▸ Written problem
Rewrite the part of the data that opens with the line containing "of the decorative" and closes with the line containing "398 0 419 15" as a numbered list, leaving out blank lines. Include both of those lines and nothing outside that part.
BEGIN Raw records
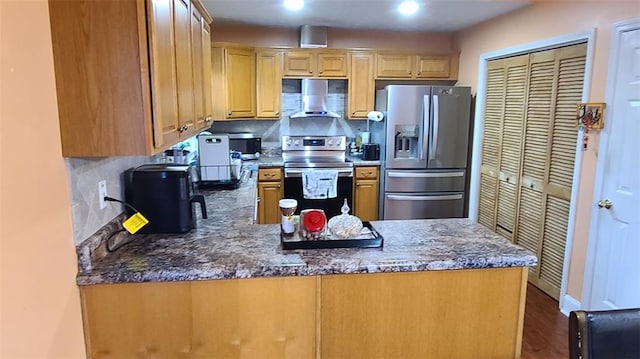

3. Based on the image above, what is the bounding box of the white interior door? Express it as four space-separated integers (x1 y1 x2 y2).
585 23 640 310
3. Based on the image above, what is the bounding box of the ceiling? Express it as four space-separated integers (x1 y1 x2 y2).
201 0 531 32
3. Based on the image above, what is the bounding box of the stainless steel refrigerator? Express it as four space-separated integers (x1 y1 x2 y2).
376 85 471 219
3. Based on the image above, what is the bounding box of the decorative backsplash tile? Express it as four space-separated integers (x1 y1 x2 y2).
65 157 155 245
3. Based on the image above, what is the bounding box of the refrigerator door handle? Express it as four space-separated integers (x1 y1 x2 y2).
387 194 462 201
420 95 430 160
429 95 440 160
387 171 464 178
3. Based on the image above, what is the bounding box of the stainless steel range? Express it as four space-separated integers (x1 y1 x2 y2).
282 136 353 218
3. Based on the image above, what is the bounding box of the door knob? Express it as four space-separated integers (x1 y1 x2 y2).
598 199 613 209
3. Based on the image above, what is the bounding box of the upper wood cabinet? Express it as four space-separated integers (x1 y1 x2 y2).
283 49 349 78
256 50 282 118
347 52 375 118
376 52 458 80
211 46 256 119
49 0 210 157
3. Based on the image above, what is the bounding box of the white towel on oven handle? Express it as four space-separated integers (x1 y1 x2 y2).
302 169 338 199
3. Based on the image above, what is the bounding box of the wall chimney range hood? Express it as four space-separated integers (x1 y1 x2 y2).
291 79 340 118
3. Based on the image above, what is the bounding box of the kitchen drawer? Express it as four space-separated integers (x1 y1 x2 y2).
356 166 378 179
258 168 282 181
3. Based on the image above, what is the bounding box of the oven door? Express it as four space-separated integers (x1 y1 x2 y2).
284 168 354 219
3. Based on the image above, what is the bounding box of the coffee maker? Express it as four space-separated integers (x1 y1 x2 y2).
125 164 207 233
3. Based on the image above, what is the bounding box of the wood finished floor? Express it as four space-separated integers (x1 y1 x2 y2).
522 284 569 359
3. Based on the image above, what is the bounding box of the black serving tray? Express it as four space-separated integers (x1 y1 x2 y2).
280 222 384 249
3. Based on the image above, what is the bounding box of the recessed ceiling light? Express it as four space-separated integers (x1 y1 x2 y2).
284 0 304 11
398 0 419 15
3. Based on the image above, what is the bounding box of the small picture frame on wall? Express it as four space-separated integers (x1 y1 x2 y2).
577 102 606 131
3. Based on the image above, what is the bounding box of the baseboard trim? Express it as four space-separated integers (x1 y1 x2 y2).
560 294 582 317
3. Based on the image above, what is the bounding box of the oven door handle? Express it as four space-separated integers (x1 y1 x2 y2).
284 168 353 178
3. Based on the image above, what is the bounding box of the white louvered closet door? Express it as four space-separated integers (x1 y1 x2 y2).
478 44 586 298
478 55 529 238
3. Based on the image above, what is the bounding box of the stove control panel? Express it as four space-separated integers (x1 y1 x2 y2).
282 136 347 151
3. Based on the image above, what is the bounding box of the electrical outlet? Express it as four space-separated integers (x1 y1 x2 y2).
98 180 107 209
END Raw records
BEGIN Raw records
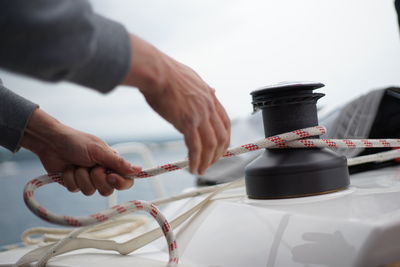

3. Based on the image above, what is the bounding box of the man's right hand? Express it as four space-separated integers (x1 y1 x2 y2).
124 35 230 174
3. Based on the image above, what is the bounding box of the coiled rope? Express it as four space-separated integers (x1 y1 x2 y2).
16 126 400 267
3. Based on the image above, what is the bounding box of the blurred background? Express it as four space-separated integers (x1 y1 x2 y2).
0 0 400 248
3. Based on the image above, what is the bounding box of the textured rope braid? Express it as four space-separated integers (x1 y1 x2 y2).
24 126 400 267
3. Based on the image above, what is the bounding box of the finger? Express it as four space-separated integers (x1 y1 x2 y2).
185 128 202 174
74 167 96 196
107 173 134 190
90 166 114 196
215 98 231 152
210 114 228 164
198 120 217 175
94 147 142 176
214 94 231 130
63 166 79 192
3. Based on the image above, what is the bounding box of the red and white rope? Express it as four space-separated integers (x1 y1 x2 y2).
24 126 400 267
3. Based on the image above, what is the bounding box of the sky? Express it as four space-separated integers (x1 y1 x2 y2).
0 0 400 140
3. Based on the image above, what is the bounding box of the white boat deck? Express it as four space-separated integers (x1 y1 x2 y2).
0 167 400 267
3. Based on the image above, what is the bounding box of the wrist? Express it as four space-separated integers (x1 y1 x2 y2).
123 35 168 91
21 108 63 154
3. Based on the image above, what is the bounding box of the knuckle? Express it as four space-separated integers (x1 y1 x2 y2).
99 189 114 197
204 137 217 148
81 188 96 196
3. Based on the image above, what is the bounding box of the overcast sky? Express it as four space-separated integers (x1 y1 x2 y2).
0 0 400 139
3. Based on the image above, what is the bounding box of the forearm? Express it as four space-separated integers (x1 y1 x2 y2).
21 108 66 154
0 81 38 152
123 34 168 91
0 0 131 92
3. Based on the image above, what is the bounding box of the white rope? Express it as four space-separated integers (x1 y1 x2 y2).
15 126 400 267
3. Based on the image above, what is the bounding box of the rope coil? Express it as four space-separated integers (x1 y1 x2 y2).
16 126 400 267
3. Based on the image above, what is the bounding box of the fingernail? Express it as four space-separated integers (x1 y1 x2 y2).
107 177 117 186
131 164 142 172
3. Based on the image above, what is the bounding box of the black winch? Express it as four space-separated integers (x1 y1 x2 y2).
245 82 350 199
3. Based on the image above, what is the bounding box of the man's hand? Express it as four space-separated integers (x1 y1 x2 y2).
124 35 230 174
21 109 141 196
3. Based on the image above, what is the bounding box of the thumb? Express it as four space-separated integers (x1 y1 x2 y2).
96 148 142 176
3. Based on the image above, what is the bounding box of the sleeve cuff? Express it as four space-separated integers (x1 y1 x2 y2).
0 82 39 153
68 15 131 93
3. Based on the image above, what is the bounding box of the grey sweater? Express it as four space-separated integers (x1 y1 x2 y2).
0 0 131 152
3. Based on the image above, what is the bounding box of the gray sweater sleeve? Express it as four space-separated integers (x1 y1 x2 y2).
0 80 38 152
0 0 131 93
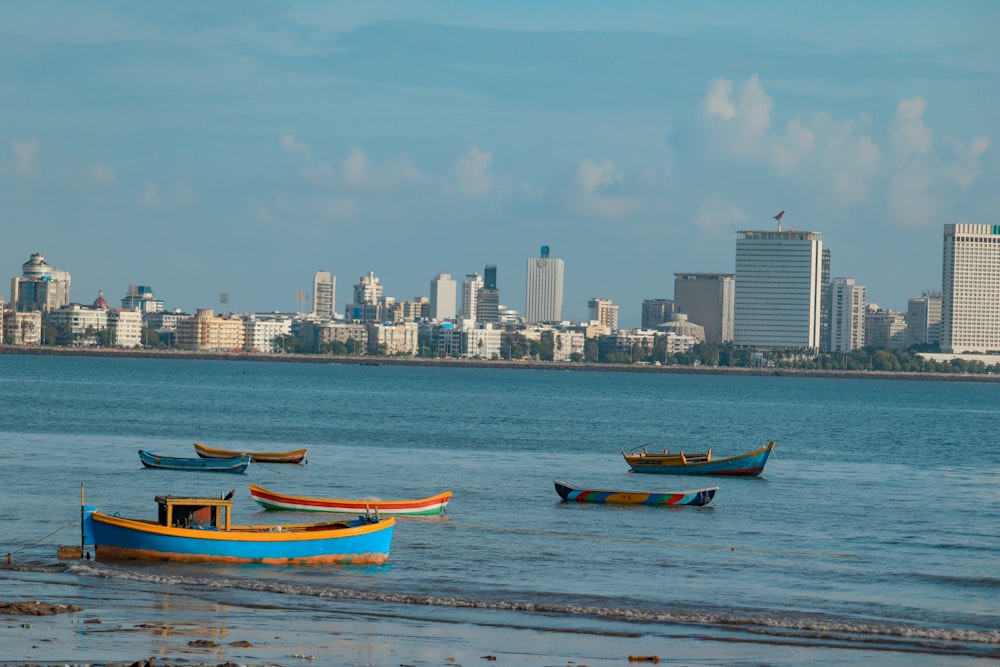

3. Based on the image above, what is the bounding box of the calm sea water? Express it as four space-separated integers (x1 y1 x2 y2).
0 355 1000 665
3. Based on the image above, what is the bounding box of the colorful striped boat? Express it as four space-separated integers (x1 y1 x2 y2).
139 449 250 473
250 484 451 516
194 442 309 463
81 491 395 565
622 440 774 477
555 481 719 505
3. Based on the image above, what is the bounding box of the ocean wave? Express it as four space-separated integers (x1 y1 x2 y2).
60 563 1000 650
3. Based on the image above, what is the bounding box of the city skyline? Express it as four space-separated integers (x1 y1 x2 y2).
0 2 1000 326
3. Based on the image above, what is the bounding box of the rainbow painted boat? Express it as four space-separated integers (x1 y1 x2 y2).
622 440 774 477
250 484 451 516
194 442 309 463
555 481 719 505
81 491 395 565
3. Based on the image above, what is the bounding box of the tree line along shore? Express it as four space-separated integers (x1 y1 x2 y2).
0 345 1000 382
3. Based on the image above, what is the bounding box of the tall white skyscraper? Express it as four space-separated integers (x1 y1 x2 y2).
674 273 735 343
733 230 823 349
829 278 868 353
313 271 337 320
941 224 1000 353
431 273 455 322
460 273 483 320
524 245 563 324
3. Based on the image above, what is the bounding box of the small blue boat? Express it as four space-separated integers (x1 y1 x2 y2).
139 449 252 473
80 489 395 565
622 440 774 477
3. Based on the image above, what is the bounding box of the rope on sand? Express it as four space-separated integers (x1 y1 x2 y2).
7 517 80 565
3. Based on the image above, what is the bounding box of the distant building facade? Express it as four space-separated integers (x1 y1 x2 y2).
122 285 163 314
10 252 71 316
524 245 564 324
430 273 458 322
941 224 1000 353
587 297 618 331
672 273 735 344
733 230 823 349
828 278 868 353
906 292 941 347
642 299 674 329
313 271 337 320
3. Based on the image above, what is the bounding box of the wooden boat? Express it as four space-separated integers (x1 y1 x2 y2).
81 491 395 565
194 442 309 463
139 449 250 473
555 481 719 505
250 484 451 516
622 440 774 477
END Raw records
BEGIN Raw records
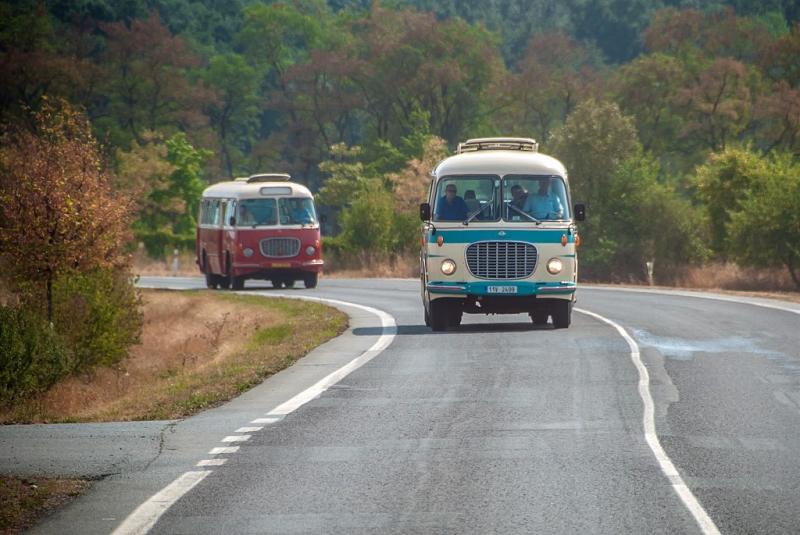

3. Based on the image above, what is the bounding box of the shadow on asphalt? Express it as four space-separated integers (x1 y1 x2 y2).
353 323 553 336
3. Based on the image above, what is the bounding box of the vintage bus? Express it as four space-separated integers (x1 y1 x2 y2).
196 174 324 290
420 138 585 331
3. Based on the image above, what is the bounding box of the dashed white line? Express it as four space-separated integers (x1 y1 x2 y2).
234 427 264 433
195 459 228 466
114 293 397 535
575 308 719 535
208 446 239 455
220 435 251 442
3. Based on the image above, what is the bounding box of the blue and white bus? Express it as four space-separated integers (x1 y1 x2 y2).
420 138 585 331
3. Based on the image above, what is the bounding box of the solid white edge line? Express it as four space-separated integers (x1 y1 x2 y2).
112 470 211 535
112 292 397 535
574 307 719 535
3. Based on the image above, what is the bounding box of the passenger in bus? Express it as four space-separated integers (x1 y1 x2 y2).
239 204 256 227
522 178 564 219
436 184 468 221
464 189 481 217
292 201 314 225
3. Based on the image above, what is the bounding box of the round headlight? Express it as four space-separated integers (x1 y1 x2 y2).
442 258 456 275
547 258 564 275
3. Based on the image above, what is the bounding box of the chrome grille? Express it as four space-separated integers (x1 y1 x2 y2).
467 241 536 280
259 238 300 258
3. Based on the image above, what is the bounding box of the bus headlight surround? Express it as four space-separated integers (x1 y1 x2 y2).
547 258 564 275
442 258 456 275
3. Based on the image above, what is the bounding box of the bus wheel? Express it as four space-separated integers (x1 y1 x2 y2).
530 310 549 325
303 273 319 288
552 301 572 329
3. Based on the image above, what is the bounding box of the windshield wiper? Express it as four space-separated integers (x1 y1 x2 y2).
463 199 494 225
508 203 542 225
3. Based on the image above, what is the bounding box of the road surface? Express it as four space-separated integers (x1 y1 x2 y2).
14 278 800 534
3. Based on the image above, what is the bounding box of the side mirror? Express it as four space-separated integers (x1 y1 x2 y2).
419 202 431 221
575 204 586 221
END Raw records
▸ Response
1. 3. Based on the image above, what is the bounding box of the decorative backsplash tile? Express it as four space-separated integers (x1 y1 x2 y2).
2. 65 157 155 245
3. 3. Based on the image above, what is the bounding box of the refrigerator door handle? Express it as four space-separated integers (x1 y1 x2 y2).
4. 387 194 462 201
5. 420 95 430 160
6. 429 95 440 160
7. 387 171 464 178
8. 3. Based on the image above, what is the bounding box of the stainless steel range? Express it as four space-separated integers (x1 y1 x2 y2).
9. 282 136 353 218
10. 3. Based on the image above, what is the bounding box of the door knob? Express it as four space-separated integers (x1 y1 x2 y2).
11. 598 199 613 209
12. 3. Based on the image above, what is the bounding box of the upper wood cabinet? Express it as four space-separated integers (x1 y1 x2 y2).
13. 283 49 349 78
14. 256 50 282 118
15. 347 52 375 118
16. 376 52 458 80
17. 211 46 256 119
18. 49 0 210 157
19. 3. Based on the image above, what is the bounding box of the white towel on oven handle? Express it as four space-separated integers (x1 y1 x2 y2).
20. 302 169 338 199
21. 3. Based on the image above, what is the bounding box of the wall chimney range hood? Express it as four space-separated integers (x1 y1 x2 y2).
22. 291 79 340 118
23. 3. Based on the image above, what is the bounding box of the kitchen drawer? Express it as four space-separated integers (x1 y1 x2 y2).
24. 356 166 378 179
25. 258 168 282 181
26. 3. Based on the image above, what is the bounding box of the oven door? Express it as four space-separated integers (x1 y1 x2 y2).
27. 284 168 354 219
28. 3. Based on the image above, what is the bounding box of the coffee maker? Express it as four space-separated integers (x1 y1 x2 y2).
29. 125 164 207 233
30. 3. Based on the image above, what is the bounding box of the wood finished floor? Express it as four space-separated integers (x1 y1 x2 y2).
31. 522 284 569 359
32. 3. Based on the image above, what is the bounding box of the black serving tray? Express it as four space-separated integers (x1 y1 x2 y2).
33. 280 222 384 249
34. 3. Based on the image above, what is the bounding box of the recessed ceiling light? Express it as four space-separated integers (x1 y1 x2 y2).
35. 284 0 304 11
36. 398 0 419 15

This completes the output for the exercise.